- Problem statement
Extract every entry word for word.
##########
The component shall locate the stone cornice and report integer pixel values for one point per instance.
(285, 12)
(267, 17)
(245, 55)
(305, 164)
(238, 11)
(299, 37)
##########
- Task solution
The component shall locate the stone cornice and report integer pixel values for one point per instance.
(285, 12)
(267, 17)
(245, 55)
(305, 164)
(238, 11)
(299, 37)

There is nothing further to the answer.